Extract provided =>
Regular Expressions

aka RegExp or Regex

What are they?

  • They are a way of finding a pattern in a string
  • Use cases:
    • check that something the user input/data was valid
    • You wanted to find things in a string
  • There are string methods to do some of these things for basic fixed cases
  • they're there because RegExp is hard for people BUT, once you get the hang of them, they are very powerful
  • RegExps are useful when you know that there's a pattern to something but you don't know the concrete value

Tools & Guides

Creating one

// /<pattern>/<flags>
const regex1 = /abc/gi;

// new RexExp(<pattern>, <flags>)
const regex2 = new RegExp('abc', 'gi');

// dynamically (You can't set flags using es6 
// template strings, so...)
const searchTerm = 'cat';
const flags = 'gi';
const regex3 = new RegExp(searchTerm, flags);

(The delimiting slashes are the same direction as JS comments)

Flags

  • Flags are a programming term for a[n often boolean]  value that adjusts how we run operations
  • There are several flags in regex:
    • g (global): search entire string
    • d (indices): The regex now returns the indices of the matches
    • i ([case] insensitive): ignore case when matching
    • s (single line): allows 'dotall' mode, where . matches \n
    • m (multi-line): treat a para as multiple lines not just 1 long line
    • u (unicode): use this with 'unicode' characters
    • y (sticky): Search from (inc.) the lastIndex
      • ​When you search globally js keeps a record of the index of the last match, called the lastIndex. If you search again it starts from AFTER that point, rather than the beginning.

Provided records =>
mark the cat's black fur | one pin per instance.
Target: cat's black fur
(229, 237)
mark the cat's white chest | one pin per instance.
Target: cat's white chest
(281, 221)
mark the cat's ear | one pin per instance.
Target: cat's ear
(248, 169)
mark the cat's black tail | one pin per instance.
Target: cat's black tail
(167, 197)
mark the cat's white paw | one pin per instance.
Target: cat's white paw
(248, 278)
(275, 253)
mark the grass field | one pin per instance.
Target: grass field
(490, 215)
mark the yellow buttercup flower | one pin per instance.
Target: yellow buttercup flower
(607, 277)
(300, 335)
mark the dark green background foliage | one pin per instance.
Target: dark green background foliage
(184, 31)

To do =>
Reproduce word for word the stretch of the regular expressions notes from "const searchTerm = 'cat';" through "as JS comments)".

Answer to the exercise =>
const searchTerm = 'cat';
const flags = 'gi';
const regex3 = new RegExp(searchTerm, flags);

(The delimiting slashes are the same direction as JS comments)